> _Work required_:
Please write out exactly the lines that begin at the line containing "the green bomber" and run to the end of the records.

> _Material provided_:

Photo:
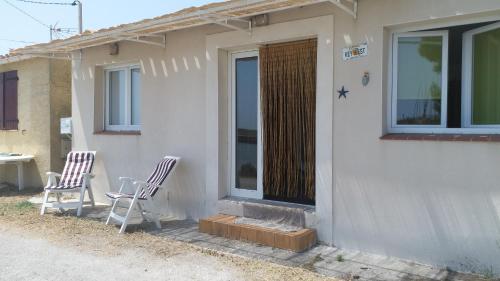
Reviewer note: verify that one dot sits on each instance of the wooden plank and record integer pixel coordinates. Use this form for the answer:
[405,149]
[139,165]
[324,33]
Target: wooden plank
[225,226]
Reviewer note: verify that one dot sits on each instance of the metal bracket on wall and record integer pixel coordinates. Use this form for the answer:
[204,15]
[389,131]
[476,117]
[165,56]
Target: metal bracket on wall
[228,22]
[61,55]
[143,38]
[349,6]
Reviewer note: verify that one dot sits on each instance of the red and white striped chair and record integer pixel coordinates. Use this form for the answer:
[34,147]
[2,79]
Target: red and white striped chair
[75,178]
[143,195]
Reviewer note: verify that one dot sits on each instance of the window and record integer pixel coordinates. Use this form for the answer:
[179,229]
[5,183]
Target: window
[8,100]
[419,96]
[481,77]
[445,80]
[246,178]
[123,98]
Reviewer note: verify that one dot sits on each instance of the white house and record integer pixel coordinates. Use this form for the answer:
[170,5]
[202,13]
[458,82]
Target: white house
[390,128]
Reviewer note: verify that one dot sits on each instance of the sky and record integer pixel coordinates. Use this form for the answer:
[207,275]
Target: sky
[97,14]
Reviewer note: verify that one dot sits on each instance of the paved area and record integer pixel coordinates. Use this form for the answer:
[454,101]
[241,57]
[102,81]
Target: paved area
[325,260]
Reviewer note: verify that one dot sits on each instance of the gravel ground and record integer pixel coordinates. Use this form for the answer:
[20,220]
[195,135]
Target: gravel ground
[60,247]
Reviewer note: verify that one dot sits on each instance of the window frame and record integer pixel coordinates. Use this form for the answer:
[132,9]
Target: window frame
[394,127]
[245,193]
[128,97]
[467,67]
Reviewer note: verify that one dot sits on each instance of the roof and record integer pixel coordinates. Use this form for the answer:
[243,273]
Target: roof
[5,59]
[150,29]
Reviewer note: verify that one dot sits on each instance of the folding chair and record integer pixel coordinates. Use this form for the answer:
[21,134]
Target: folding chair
[75,178]
[142,198]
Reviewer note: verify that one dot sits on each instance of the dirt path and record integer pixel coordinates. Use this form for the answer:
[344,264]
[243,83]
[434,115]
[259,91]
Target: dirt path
[26,258]
[63,247]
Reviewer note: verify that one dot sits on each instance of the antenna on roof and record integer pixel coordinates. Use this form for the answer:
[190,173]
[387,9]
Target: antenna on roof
[80,15]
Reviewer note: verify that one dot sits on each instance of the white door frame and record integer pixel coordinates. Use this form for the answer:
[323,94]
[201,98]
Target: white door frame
[256,194]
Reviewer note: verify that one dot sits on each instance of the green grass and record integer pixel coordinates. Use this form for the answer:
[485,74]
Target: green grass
[19,208]
[24,206]
[339,258]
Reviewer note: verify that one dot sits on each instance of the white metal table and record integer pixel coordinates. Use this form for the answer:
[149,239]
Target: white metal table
[18,161]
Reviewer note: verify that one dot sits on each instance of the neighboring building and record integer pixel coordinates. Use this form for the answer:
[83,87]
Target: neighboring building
[406,163]
[36,93]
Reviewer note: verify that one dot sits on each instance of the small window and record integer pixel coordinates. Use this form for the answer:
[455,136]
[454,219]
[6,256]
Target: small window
[8,100]
[446,80]
[481,77]
[419,98]
[123,99]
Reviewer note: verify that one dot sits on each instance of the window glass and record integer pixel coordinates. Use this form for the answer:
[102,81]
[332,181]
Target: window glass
[419,80]
[117,96]
[135,96]
[486,79]
[246,122]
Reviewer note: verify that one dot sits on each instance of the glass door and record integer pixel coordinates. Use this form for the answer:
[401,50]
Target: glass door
[246,174]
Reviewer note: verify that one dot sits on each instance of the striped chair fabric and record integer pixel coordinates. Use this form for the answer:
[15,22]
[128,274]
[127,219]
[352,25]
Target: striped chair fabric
[77,164]
[155,180]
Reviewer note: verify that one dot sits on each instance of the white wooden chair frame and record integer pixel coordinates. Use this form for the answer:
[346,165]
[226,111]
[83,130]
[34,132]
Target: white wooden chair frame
[147,207]
[52,181]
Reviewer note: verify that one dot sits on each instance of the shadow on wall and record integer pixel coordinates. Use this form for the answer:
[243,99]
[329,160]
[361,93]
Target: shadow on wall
[442,225]
[154,68]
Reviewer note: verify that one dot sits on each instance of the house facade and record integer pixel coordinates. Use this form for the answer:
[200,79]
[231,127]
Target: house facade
[405,158]
[36,93]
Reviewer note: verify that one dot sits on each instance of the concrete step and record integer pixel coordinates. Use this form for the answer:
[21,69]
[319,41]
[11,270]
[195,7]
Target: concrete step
[296,215]
[226,226]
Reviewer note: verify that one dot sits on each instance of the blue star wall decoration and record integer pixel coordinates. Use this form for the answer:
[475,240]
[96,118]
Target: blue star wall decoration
[343,93]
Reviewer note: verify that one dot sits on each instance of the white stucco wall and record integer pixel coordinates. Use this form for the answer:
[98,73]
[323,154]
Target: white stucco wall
[435,202]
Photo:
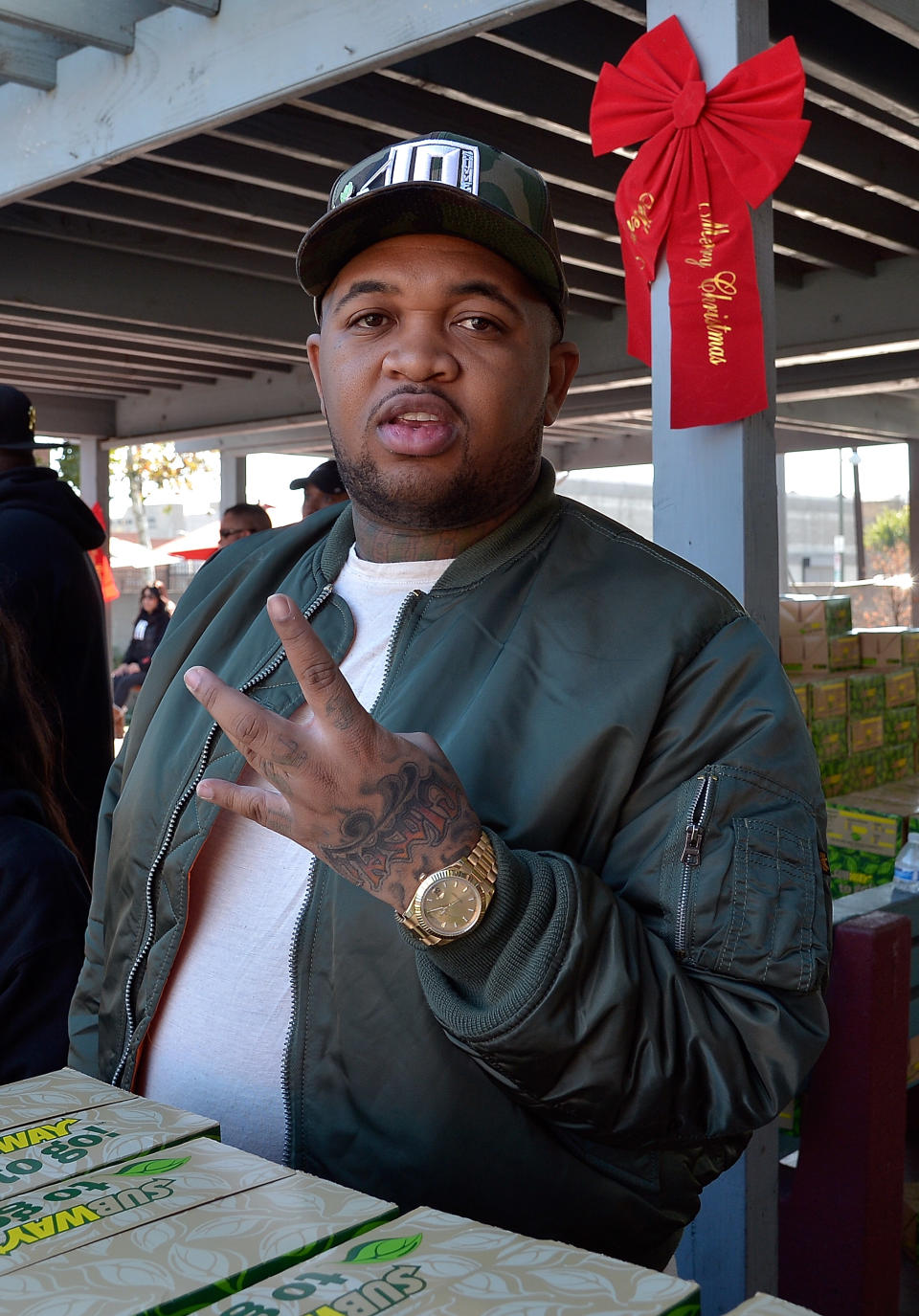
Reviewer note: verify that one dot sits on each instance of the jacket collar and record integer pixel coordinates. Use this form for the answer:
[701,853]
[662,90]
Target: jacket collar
[512,537]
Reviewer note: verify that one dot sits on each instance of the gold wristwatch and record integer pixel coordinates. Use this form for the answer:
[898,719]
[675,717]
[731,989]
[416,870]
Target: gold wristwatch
[453,901]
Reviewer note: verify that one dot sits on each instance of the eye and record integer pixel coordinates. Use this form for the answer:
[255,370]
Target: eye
[368,320]
[480,323]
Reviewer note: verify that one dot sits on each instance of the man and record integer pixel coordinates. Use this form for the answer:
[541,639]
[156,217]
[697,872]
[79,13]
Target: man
[49,586]
[322,488]
[241,520]
[562,941]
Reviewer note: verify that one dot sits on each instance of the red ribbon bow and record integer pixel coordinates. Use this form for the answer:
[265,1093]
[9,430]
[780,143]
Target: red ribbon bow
[708,155]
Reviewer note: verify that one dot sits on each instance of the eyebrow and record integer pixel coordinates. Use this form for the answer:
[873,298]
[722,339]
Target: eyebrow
[482,288]
[474,287]
[361,288]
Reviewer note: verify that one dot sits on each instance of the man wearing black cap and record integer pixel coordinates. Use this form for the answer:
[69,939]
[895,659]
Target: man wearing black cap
[50,587]
[322,488]
[505,827]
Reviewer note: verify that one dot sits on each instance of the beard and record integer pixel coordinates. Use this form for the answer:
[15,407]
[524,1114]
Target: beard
[406,497]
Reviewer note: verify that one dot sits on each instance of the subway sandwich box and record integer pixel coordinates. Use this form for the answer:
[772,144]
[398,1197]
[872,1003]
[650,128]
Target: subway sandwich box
[168,1234]
[900,687]
[819,653]
[764,1305]
[432,1263]
[63,1124]
[830,698]
[881,646]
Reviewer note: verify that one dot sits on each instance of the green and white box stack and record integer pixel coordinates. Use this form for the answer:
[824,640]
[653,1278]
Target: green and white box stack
[432,1263]
[168,1234]
[62,1124]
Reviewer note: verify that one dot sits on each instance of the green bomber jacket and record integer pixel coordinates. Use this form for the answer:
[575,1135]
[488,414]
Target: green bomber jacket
[648,985]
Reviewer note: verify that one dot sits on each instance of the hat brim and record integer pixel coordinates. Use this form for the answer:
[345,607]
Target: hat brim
[407,208]
[27,445]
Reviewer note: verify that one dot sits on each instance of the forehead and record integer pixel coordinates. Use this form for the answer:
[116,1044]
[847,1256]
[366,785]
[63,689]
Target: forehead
[438,262]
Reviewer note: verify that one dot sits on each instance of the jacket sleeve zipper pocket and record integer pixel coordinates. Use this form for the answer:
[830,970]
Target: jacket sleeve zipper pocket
[691,856]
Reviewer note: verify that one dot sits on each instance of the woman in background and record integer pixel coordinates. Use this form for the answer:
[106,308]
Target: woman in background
[149,625]
[44,897]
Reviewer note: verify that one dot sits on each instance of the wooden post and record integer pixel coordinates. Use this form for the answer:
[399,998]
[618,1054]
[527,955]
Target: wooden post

> _Result for this exercise_:
Reviewer note: verify that one dot sits on each instance of the green bomber jacket and record integer pixel coordinates. Use this form for the answer:
[575,1135]
[488,414]
Target: green bomber jacket
[648,985]
Reviewer note: verify that one dot sits on each instance of the hat brim and record integer pixel coordinates. Use this form for the answer:
[345,607]
Target: hat brim
[407,208]
[27,445]
Reviewer note: verify that one dot sits on each instance of the forehead and record integer pixel coordinates. Use this form for the answer:
[116,1044]
[847,1256]
[366,785]
[63,689]
Target: forehead
[438,262]
Reviewer note: verify that one dot sits on each instance of the jacket sleeve zipper pocket and record integer pixel coordinates. Use this form for the answer:
[830,970]
Target: jacket sleeve zipper pocket
[691,856]
Reviewer note: verify that one dot sits on each instance of the woman in background and record integer pixel coordinates. Use this form for the answer:
[106,308]
Target: woman in background
[149,625]
[44,897]
Reviewer note: verify that one dot sits on each instance of the wooden post and record integer pixel coordinates. Use this form for the answer:
[399,998]
[618,1054]
[527,955]
Target: wooden post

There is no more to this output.